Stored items
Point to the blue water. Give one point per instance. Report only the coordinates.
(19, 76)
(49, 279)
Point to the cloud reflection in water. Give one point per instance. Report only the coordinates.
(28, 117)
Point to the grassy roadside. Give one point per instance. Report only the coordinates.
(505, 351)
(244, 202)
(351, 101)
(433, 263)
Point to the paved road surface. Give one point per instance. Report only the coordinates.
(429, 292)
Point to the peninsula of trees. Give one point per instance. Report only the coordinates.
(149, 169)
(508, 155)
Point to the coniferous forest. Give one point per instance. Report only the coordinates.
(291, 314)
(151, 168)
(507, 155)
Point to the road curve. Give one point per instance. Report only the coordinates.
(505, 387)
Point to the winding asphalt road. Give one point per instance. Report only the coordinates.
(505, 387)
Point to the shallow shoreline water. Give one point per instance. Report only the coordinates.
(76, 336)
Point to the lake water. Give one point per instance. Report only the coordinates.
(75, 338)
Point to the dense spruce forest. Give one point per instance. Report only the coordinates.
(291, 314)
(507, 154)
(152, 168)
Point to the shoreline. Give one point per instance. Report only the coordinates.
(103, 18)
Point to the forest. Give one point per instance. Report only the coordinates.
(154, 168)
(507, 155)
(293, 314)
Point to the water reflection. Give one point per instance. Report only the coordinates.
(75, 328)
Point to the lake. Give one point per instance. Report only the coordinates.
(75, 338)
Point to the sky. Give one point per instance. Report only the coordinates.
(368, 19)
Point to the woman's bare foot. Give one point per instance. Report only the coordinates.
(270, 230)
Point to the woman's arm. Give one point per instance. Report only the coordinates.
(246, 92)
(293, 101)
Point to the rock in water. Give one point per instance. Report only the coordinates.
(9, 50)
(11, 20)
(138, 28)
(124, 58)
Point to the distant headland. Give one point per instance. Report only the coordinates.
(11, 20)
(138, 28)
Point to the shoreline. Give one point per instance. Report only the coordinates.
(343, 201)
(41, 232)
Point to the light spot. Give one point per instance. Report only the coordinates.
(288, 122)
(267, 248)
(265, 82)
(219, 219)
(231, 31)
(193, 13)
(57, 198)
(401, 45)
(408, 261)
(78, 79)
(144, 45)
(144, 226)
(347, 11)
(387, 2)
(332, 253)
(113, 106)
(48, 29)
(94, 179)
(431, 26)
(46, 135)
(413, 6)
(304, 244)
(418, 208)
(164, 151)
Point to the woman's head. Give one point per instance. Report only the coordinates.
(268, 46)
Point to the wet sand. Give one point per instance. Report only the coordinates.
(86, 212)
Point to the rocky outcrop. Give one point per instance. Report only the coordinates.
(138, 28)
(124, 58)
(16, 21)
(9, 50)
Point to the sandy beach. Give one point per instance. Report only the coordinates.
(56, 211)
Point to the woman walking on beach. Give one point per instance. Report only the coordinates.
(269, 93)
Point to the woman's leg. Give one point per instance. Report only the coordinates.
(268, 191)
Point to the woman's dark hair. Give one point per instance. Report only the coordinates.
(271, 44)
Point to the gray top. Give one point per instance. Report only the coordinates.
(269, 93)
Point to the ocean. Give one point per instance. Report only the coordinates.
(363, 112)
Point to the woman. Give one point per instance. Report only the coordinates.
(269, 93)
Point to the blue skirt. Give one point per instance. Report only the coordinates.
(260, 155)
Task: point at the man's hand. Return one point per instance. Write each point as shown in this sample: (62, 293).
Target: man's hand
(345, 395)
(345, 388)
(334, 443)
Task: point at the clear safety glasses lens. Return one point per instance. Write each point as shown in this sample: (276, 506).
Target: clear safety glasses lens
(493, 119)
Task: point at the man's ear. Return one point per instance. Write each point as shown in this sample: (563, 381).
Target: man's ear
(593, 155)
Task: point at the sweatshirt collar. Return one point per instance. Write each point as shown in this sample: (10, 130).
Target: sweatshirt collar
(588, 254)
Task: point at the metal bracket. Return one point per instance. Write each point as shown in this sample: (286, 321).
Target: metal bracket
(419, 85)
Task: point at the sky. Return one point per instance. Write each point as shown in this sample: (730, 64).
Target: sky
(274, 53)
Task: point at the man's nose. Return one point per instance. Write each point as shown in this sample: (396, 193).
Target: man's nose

Exercise instructions » Your task is to transcribe the listing above in full, exactly as given.

Exercise solution »
Point to the blue water. Give one point per instance. Report only the coordinates.
(19, 76)
(49, 279)
Point to the cloud reflection in water. Give one point per instance. Report only the coordinates.
(28, 117)
Point to the grassy roadside. Give one point per instance. Report only the coordinates.
(505, 351)
(244, 202)
(351, 101)
(433, 263)
Point to the paved road surface. Give one point per instance. Report only the coordinates.
(429, 292)
Point to the peninsula of trees. Give one point per instance. Report only the coordinates.
(149, 169)
(508, 155)
Point to the coniferous forest. Give one point per instance. Report only the coordinates.
(291, 314)
(151, 168)
(507, 155)
Point to the road curve. Give one point per instance. Report only the coordinates.
(505, 387)
Point to the winding asphalt road. Give one point per instance. Report only the coordinates.
(505, 387)
Point to the shallow shoreline water. Give one point per instance. Report only the coordinates.
(76, 336)
Point to the lake water. Give one point per instance. Report only the coordinates.
(75, 338)
Point to the dense spruce forest. Give one point per instance. Report only the coordinates.
(291, 314)
(507, 154)
(152, 168)
Point to the shoreline. Give one point per instance. Report only the coordinates.
(103, 18)
Point to the forest. Give one point per instance. Report only the coordinates.
(154, 168)
(507, 155)
(293, 314)
Point to the water reflection. Give one point per instance. Report only the coordinates.
(75, 328)
Point to the lake. Give one point per instance. Report only the coordinates.
(75, 338)
Point to the sky. Give one point per instance. Report only the coordinates.
(368, 19)
Point to the woman's bare foot. Give one point per instance. Report only the coordinates.
(270, 230)
Point to the woman's arm. Give one point per instance. Report only the coordinates.
(246, 92)
(293, 101)
Point to the rock in water. Give one point per instance. Report only the coordinates.
(9, 50)
(11, 20)
(138, 28)
(124, 58)
Point to the distant headland. Give one point per instance. Report only the coordinates.
(11, 20)
(138, 28)
Point to the shoreline. Give one point per instance. Report only the coordinates.
(343, 201)
(41, 232)
Point to the light spot. Give one point per instance. Report only the coordinates.
(288, 122)
(267, 248)
(265, 82)
(219, 219)
(231, 31)
(193, 13)
(57, 198)
(401, 45)
(408, 261)
(78, 79)
(144, 45)
(144, 226)
(347, 11)
(387, 2)
(332, 253)
(113, 106)
(48, 29)
(94, 179)
(431, 26)
(46, 135)
(413, 6)
(304, 244)
(418, 208)
(164, 151)
Point to the woman's head. Give one point per instance. Report only the coordinates.
(268, 46)
Point to the wet sand. Give one point per instance. Report only the coordinates.
(86, 212)
Point to the rocky outcrop. Give one point per instance. Report only the coordinates.
(138, 28)
(124, 58)
(16, 21)
(9, 50)
Point to the sandy beach. Give one point per instance. Report only the coordinates.
(56, 211)
Point to the woman walking on beach. Give one point per instance. Report only the coordinates.
(269, 93)
Point to the woman's leg. Give one point per instance. Report only the coordinates.
(268, 191)
Point to the woman's dark hair. Give one point per instance. Report only the coordinates.
(271, 44)
Point to the gray top. Give one point per instance. Report only the coordinates.
(269, 93)
Point to the ocean. Give one point per instance. Report only the coordinates.
(363, 112)
Point to the woman. Give one point per instance. Report only the coordinates.
(269, 93)
Point to the blue skirt. Give one point per instance. Report only the coordinates.
(260, 155)
Task: point at the man's hand. Return one point per instance. Write each point as shown in this sample: (62, 293).
Target: man's hand
(345, 395)
(345, 388)
(334, 443)
Task: point at the clear safety glasses lens. Return one point per instance. Write each point as shown in this sample: (276, 506).
Target: clear safety glasses lens
(493, 119)
Task: point at the man's ear. Return one point per instance. Write each point as shown in this sample: (563, 381).
Target: man's ear
(593, 155)
Task: point at the sweatshirt collar. Return one point per instance. Write each point as shown in this sample: (10, 130).
Target: sweatshirt collar
(588, 254)
Task: point at the metal bracket. Return one point per instance. Write each point as shown in this sample: (286, 321).
Target: metal bracket
(419, 85)
Task: point at the sky. Return one point per instance. Write each point as shown in this sample: (730, 64).
Target: sky
(274, 53)
Task: point at the man's nose. Return one point per instance. Write each point as shown in this sample: (396, 193).
Target: man's nose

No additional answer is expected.